---- DATA PROVIDED
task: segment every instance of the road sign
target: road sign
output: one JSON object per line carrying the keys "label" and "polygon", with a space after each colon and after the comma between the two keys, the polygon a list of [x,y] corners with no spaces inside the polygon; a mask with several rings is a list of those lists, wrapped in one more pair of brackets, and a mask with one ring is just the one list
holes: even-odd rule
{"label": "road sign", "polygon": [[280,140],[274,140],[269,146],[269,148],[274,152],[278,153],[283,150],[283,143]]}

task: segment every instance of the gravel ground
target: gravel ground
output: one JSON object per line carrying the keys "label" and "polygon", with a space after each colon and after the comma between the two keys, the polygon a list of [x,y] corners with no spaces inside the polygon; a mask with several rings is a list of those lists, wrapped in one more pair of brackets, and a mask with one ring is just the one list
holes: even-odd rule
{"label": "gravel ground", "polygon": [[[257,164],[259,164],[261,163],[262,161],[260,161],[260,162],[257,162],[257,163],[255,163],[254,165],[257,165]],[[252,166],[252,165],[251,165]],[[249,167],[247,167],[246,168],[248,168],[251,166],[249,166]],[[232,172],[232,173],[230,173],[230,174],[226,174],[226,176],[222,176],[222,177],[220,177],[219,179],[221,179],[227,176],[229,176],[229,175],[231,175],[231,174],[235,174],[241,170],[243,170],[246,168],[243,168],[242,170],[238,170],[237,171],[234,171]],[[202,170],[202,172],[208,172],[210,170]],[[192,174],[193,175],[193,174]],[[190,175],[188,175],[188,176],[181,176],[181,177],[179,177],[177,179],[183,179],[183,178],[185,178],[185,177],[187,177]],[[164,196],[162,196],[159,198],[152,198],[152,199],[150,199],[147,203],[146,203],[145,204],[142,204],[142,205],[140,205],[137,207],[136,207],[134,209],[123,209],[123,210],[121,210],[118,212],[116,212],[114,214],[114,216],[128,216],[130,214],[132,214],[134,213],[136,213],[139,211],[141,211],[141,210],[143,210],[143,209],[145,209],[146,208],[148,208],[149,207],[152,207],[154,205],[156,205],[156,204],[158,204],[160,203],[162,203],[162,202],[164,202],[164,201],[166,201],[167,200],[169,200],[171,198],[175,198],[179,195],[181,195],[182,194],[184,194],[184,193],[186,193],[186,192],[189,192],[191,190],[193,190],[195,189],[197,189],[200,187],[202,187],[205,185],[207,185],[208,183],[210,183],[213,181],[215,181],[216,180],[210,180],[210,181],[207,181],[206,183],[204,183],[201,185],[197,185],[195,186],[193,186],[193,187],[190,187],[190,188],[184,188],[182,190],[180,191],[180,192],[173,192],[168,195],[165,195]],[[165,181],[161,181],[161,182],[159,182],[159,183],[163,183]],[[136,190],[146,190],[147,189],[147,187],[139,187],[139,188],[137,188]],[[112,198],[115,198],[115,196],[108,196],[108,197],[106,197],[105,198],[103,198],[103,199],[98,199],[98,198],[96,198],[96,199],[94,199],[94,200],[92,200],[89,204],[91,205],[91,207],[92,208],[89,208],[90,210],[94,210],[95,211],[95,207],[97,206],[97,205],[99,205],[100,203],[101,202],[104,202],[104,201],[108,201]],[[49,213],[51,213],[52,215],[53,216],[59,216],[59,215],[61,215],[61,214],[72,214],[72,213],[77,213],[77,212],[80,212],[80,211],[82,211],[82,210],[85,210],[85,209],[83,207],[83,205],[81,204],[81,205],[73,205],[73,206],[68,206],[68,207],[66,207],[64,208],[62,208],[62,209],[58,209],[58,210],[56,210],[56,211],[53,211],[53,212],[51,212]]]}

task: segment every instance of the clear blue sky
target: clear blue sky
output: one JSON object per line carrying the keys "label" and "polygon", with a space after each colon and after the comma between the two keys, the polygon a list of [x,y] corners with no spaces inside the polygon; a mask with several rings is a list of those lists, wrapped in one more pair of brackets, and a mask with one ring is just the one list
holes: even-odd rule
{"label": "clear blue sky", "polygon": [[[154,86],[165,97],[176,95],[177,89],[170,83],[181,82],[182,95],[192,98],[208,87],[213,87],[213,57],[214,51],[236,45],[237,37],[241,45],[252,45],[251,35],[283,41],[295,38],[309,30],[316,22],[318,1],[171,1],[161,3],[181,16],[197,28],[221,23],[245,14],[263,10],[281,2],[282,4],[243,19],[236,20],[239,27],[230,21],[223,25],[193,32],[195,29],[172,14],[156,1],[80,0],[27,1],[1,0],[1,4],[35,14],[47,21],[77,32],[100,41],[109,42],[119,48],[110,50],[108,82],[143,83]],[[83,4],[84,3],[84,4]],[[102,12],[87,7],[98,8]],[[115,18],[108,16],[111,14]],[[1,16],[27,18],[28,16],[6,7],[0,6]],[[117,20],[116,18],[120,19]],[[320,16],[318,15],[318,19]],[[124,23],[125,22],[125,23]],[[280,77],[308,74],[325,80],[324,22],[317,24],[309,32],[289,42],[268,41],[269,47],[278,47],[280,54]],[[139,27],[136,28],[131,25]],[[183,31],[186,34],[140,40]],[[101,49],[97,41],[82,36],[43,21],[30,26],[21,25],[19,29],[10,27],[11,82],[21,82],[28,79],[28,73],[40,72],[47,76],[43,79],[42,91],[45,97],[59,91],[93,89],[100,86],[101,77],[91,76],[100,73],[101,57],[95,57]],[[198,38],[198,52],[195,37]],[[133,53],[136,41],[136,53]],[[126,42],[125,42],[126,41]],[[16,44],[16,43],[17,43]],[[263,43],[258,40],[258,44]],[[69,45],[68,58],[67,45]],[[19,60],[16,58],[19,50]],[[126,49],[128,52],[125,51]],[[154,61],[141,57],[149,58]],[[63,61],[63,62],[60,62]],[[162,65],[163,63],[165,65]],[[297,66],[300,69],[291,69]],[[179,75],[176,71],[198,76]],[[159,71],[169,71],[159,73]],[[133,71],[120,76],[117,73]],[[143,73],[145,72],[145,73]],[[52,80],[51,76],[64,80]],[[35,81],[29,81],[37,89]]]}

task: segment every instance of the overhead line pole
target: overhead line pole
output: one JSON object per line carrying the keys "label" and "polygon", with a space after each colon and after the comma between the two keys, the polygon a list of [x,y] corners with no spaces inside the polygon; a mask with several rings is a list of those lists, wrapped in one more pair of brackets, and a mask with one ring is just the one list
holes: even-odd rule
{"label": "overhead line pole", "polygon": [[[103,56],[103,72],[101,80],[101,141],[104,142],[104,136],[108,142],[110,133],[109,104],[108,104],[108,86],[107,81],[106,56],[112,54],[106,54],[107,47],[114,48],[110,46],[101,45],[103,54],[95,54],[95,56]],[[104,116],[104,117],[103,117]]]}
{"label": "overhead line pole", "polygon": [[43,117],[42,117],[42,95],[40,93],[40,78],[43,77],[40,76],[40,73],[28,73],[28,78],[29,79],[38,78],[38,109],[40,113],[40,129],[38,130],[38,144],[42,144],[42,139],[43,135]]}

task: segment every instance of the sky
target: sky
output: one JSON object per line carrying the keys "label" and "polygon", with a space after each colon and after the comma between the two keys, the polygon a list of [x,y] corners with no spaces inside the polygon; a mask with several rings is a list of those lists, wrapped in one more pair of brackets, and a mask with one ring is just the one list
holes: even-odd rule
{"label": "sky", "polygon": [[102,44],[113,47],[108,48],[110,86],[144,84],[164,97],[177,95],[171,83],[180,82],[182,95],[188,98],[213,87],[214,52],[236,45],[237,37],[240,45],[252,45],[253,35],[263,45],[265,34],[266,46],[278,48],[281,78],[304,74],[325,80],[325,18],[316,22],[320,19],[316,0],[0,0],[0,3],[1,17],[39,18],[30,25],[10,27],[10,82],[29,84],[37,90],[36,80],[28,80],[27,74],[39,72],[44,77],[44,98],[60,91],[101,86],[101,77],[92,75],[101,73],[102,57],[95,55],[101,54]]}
--------
» **WHAT IS REQUIRED**
Turn the rows from the one containing "task: segment every instance of the sky" through the one containing "target: sky" into a numbered list, leaving out any blank lines.

» **RESULT OF THE EXERCISE**
1. task: segment every instance of the sky
2. target: sky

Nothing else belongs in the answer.